▸ WRITTEN EXERCISE:
Please copy every line of the items, starting at the line containing "Box the handrail." and ending at the line containing "[0, 0, 350, 208]", with both of those lines included. Shift each coordinate in the answers up by 97.

▸ EXERCISE DATA:

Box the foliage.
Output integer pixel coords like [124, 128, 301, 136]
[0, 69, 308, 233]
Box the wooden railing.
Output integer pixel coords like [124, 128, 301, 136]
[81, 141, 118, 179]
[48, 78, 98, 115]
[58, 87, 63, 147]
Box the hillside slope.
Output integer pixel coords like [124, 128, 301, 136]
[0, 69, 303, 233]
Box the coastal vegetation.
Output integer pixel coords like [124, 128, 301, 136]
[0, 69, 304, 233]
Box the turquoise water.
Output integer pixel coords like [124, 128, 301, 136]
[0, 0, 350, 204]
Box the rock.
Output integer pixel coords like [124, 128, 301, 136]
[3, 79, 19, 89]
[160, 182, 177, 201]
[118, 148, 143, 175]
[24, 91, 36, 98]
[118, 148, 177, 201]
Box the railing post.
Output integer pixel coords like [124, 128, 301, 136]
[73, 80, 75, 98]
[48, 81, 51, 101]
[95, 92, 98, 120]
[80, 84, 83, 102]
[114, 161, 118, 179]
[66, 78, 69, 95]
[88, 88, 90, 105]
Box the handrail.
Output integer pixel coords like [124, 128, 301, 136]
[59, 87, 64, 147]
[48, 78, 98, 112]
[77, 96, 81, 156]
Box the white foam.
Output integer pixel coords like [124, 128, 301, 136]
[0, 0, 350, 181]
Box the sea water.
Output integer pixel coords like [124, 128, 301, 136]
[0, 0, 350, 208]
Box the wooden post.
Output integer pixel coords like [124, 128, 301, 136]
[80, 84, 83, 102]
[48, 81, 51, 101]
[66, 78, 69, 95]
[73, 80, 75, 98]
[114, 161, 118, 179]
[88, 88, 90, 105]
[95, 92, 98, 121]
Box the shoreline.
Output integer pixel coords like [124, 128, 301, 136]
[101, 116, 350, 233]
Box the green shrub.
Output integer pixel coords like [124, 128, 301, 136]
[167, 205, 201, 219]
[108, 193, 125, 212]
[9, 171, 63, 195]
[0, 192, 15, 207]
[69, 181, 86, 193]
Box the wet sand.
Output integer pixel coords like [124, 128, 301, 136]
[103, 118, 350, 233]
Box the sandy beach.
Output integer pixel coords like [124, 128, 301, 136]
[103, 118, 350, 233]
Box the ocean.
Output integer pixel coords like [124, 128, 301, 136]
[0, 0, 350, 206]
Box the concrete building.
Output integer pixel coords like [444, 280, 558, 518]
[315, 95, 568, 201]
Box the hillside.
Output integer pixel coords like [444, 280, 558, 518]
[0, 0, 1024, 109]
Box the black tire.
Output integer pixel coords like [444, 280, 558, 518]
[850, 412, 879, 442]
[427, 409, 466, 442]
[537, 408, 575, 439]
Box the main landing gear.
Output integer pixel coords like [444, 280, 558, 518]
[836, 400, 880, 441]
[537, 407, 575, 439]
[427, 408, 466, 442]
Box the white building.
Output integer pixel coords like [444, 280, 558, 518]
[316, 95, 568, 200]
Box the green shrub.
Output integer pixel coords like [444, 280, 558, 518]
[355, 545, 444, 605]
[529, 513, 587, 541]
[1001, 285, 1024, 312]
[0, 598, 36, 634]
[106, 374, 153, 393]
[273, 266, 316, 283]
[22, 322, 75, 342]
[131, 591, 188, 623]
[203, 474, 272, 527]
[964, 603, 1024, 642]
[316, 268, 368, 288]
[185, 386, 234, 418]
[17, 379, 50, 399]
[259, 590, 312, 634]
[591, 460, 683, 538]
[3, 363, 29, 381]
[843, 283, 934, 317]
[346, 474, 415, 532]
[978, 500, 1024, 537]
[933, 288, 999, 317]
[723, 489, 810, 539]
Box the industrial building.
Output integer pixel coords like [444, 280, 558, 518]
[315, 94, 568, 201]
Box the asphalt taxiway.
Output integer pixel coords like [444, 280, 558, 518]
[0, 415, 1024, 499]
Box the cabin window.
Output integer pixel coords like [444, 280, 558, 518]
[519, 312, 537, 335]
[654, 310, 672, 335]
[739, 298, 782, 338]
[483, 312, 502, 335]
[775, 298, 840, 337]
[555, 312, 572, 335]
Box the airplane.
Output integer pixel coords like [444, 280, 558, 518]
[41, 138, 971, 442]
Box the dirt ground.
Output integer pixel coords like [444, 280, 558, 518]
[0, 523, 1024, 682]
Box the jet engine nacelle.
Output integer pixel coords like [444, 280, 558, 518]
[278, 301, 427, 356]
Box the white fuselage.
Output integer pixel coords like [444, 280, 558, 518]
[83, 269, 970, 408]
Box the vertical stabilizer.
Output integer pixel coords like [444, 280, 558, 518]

▸ EXPECTED ANSWER:
Box the handrail.
Output integer pixel coords like [124, 128, 301, 136]
[156, 184, 161, 244]
[145, 175, 195, 209]
[174, 193, 178, 253]
Box the white foam.
Output integer pixel coords like [124, 128, 301, 136]
[97, 97, 447, 278]
Box the sea water.
Output integer pixel coords like [124, 128, 301, 136]
[97, 97, 447, 305]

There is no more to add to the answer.